Start of TEXT SHOWN
Phooey! If you were in Nazi Germany, they'd be rounding up Jews, Gypsies, Hispanics, Gays, etc., wholesale and sending them to the gas chambers. When I was growing up I knew people with numbers tattooed on their arms. You don't know anything about being in Nazi Germany.

Really? Then you have no clue what life was like in Nazi Germany. Let me know when the US starts up those extermination camps.

We do not have death camps - nor do I think we're headed there. And knowing what the Nazis were all about, I generally hate modern comparisons with those maniacs. BUT (you knew this was coming, right?) during the early years of Nazi Germany - say, before Kristallnacht in November 1938 - Germany didn't have death camps, either; however, they were becoming increasingly repressive, selectively discriminatory against certain groups via government power (think of using the IRS against tea party groups), and seemingly unbound by their own laws. (Someone said "I have a phone and a pen" . . . )
End of TEXT SHOWN
LIST OF TASKS:
1. Copy the passage of the Nazi Germany comparisons text between "Phooey! If you" and "being in Nazi Germany.", inclusive, without changing a word.
2. In the listing below, reproduce word for word only the lines between the line holding "Highlight white background" and the line holding "[388,549,418,629]", inclusive.
Start of INPUT RECORDS
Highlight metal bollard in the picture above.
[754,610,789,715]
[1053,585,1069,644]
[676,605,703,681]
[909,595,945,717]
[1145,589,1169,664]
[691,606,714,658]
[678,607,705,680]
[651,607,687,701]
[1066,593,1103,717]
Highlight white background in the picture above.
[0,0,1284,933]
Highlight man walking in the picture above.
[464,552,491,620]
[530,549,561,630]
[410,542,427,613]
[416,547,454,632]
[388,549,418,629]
End of INPUT RECORDS
Start of INPUT RECORDS
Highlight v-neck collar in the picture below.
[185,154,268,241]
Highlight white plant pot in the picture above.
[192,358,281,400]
End of INPUT RECORDS
Start of INPUT RECORDS
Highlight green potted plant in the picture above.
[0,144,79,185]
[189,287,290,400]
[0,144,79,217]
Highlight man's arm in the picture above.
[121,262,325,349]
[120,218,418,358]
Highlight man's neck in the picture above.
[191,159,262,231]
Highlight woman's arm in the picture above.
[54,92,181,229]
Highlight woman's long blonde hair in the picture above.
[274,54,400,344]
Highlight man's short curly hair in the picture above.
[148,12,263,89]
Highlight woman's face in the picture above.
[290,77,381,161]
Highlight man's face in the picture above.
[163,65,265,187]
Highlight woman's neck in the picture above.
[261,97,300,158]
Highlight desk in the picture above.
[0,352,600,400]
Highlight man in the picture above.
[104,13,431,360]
End of INPUT RECORDS
WRITTEN RESPONSES:
1.
Phooey! If you were in Nazi Germany, they'd be rounding up Jews, Gypsies, Hispanics, Gays, etc., wholesale and sending them to the gas chambers. When I was growing up I knew people with numbers tattooed on their arms. You don't know anything about being in Nazi Germany.

2.
Highlight white background in the picture above.
[0,0,1284,933]
Highlight man walking in the picture above.
[464,552,491,620]
[530,549,561,630]
[410,542,427,613]
[416,547,454,632]
[388,549,418,629]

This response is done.